What is being asked:
The records that follow need to be output exactly as they are.

Material:
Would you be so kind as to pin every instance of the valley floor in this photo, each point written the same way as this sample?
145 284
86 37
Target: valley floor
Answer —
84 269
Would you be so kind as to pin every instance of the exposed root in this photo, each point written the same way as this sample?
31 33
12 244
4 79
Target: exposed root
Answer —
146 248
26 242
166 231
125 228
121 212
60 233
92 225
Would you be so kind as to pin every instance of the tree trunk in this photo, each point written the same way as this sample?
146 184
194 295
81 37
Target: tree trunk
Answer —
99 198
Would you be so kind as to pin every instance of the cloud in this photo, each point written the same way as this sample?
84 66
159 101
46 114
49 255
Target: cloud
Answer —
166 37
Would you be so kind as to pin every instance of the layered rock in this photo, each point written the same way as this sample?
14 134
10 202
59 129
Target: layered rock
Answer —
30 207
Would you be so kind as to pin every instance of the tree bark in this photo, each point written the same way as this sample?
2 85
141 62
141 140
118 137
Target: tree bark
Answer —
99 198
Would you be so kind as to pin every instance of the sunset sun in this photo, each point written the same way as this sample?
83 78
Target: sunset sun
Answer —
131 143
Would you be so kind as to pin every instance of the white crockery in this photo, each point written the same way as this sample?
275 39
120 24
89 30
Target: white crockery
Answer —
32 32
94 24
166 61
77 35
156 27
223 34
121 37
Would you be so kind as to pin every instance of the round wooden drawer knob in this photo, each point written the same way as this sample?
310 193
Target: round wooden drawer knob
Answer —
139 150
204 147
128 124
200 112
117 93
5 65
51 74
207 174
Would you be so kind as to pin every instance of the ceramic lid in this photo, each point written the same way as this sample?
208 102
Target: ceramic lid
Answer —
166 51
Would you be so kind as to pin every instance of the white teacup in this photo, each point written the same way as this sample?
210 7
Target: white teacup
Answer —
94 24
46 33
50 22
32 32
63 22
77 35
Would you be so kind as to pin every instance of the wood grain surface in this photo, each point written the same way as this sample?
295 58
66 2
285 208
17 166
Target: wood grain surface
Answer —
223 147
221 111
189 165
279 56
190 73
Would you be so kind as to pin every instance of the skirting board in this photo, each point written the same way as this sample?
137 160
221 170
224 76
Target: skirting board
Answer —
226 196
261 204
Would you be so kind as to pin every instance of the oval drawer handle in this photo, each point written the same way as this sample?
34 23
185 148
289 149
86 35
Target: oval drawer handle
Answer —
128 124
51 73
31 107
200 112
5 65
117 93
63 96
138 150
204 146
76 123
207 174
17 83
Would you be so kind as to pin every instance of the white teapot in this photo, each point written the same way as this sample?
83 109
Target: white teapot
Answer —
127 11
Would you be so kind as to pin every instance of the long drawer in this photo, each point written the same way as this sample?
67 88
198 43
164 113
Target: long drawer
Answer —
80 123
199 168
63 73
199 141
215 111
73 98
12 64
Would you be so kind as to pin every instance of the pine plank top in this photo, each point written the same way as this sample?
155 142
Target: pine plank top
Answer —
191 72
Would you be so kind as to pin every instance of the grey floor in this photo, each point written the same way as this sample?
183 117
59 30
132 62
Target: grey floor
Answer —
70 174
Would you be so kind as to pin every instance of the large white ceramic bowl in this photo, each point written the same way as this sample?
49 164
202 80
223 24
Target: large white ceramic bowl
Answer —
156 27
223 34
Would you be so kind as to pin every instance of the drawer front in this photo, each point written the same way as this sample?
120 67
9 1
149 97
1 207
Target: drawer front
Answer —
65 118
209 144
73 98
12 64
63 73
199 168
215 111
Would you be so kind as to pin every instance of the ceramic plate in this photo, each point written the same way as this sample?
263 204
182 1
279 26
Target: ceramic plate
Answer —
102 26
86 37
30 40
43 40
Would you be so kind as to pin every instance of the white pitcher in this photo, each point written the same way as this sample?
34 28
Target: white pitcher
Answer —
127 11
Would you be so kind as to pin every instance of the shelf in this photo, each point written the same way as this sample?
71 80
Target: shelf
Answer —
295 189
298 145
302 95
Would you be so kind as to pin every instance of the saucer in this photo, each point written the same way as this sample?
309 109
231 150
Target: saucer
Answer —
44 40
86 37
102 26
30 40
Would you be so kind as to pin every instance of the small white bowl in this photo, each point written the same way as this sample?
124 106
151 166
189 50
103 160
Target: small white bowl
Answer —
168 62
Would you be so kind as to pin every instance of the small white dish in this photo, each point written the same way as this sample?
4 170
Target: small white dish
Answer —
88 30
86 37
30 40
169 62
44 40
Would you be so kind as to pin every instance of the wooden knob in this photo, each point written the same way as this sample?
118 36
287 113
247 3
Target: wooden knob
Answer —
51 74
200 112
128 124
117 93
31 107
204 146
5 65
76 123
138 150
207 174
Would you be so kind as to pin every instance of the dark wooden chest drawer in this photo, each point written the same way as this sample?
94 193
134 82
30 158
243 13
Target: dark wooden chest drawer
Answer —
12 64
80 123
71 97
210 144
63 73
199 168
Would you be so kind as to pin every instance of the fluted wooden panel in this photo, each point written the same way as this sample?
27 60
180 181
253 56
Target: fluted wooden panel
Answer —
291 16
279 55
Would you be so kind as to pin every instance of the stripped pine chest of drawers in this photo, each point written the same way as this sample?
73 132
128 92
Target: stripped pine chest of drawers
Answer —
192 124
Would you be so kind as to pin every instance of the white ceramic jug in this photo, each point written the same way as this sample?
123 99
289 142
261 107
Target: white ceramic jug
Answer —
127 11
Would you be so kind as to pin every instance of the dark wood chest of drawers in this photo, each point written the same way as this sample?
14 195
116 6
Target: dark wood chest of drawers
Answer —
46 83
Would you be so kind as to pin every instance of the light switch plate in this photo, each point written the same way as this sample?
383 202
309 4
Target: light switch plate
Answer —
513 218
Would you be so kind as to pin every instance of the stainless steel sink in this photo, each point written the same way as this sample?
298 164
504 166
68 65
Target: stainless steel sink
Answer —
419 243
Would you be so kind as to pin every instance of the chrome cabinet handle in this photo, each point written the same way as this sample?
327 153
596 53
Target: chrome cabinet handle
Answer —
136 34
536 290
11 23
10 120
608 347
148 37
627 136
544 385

Complete answer:
Would you be so kind as to pin every instance of the valley floor in this photo, each point written the same way as this sample?
145 284
86 37
Target: valley floor
Answer —
84 269
Would you be so kind as to pin every instance of the exposed root in this photo, each point written the same way as this sample?
31 33
12 244
4 79
Target: exposed root
Answer —
146 248
26 242
166 231
125 228
121 212
60 233
92 225
Would you be so kind as to pin every instance of the tree trunk in this photo, each point written the same way as this sample?
146 184
194 295
81 37
Target: tree trunk
Answer —
99 198
Would you be so kind as to pin every instance of the cloud in this photo, each point written the same way as this sample?
84 66
159 101
46 114
49 255
Target: cloud
Answer —
166 37
Would you be so kind as to pin every instance of the layered rock in this photo, each point written the same way as this sample?
14 134
10 202
59 129
Target: layered rock
Answer —
30 207
Would you be so kind as to pin every instance of the tree bark in this photo, each point written the same way as this sample?
2 85
141 62
141 140
118 137
Target: tree bark
Answer —
99 198
Would you be so kind as to pin every instance of the sunset sun in this photo, each point written the same way as this sample?
83 78
Target: sunset sun
Answer —
131 143
Would you be so kind as to pin every instance of the white crockery in this photo, each point written the same way as this sample?
275 39
120 24
89 30
Target: white crockery
Answer —
32 32
94 24
166 61
77 35
156 27
223 34
121 37
Would you be so kind as to pin every instance of the round wooden drawer knob in this photo, each point written the same way as this sample?
310 193
Target: round wooden drawer knob
Answer —
139 150
204 147
128 124
200 112
117 93
5 65
51 74
207 174
Would you be so kind as to pin every instance of the ceramic lid in this photo, each point written the same way as this sample?
208 102
Target: ceramic lid
Answer —
166 51
Would you be so kind as to pin every instance of the white teacup in this photo, each point written the same way as this sample?
210 7
Target: white teacup
Answer —
94 24
46 33
50 22
32 32
63 22
77 35
Would you be so kind as to pin every instance of the wood grain surface in this photo, each point written the same way as this sample?
295 58
66 2
285 208
17 166
Target: wood grain surface
Answer —
223 147
221 111
189 165
279 56
190 73
Would you be so kind as to pin every instance of the skirting board in this photo, each point written the same way as this sample?
137 160
221 170
224 76
Target: skirting board
Answer —
226 196
261 204
Would you be so kind as to pin every instance of the oval drawer handle in this photo, each point written the same way as this sample?
34 23
185 148
289 149
86 35
Target: oval drawer handle
Answer —
128 124
51 73
31 107
200 112
5 65
117 93
63 96
138 150
204 146
76 123
207 174
17 83
Would you be so kind as to pin every instance of the white teapot in this photo, each point written the same way as this sample?
83 109
Target: white teapot
Answer —
127 11
Would you be so kind as to pin every instance of the long drawer in this photo, each point written the same way as this sample?
67 88
198 43
164 113
Target: long drawer
Answer —
80 123
199 168
63 73
199 141
215 111
73 98
12 64
Would you be so kind as to pin every instance of the pine plank top in this photo, each point written the same way as this sample?
155 142
Target: pine plank top
Answer —
191 72
Would you be so kind as to pin every instance of the grey floor in this photo, each point written the same way as this sample?
183 117
59 30
132 62
Target: grey floor
Answer —
70 174
Would you be so kind as to pin every instance of the large white ceramic bowl in this photo, each point written the same way as this sample?
49 164
202 80
223 24
Target: large white ceramic bowl
Answer —
156 27
223 34
Would you be so kind as to pin every instance of the drawer front in this photo, each point written the same way as this sample?
120 67
9 1
149 97
1 207
Target: drawer front
Answer —
65 118
209 144
73 98
12 64
63 73
199 168
215 111
Would you be so kind as to pin every instance of the ceramic plate in this photo, each point written the same way as this sample?
263 204
182 1
279 26
Target: ceramic plate
Answer —
102 26
86 37
30 40
43 40
Would you be so kind as to pin every instance of the white pitcher in this photo, each point written the same way as this sample?
34 28
Target: white pitcher
Answer —
127 11
Would you be so kind as to pin every instance of the shelf in this photo, each point written the same way as this sample?
71 80
Target: shelf
Answer —
295 189
298 145
302 95
Would you be so kind as to pin every instance of the saucer in this photo, each point written the same way as this sample?
309 109
231 150
Target: saucer
Answer —
44 40
86 37
102 26
30 40
Would you be so kind as to pin every instance of the small white bowl in this photo, each point written the same way as this sample?
124 106
151 166
189 50
103 160
Target: small white bowl
Answer —
168 62
Would you be so kind as to pin every instance of the small white dish in this photo, each point written the same way as this sample?
4 170
Target: small white dish
Answer —
88 30
86 37
30 40
169 62
44 40
Would you be so kind as to pin every instance of the wooden knob in this photo, each point written the same way as this sample?
118 36
287 113
247 3
Target: wooden knob
Answer —
51 74
200 112
128 124
117 93
31 107
204 146
5 65
76 123
138 150
207 174
Would you be so kind as to pin every instance of the dark wooden chest drawer in this photo, each point written the same way as this sample?
94 193
134 82
30 158
243 13
Target: dark wooden chest drawer
Answer —
12 64
80 123
71 97
210 144
63 73
199 168
Would you be so kind as to pin every instance of the fluted wooden panel in this photo, each point written the same way as this sample?
27 60
180 181
253 56
Target: fluted wooden panel
Answer —
291 16
279 55
Would you be so kind as to pin every instance of the stripped pine chest of drawers in this photo, each point written the same way as this sample?
73 132
128 92
Target: stripped pine chest of drawers
Answer —
192 124
Would you be so kind as to pin every instance of the white ceramic jug in this photo, each point written the same way as this sample?
123 99
289 142
261 107
Target: white ceramic jug
Answer —
127 11
Would you be so kind as to pin every instance of the dark wood chest of drawers in this photo, each point written the same way as this sample?
14 195
116 6
Target: dark wood chest of drawers
Answer —
46 83
Would you be so kind as to pin every instance of the light switch plate in this photo, each point written the same way as this sample?
383 202
309 4
Target: light switch plate
Answer —
513 218
Would you be so kind as to pin every instance of the stainless steel sink in this photo, each point written the same way as this sample?
298 164
504 166
68 65
Target: stainless steel sink
Answer —
419 243
Would you be so kind as to pin every instance of the chrome cabinet handle in this photo, each point written the same way as this sample?
327 153
596 53
Target: chrome cabinet handle
Answer —
136 34
536 290
11 23
10 120
608 347
148 37
627 136
544 385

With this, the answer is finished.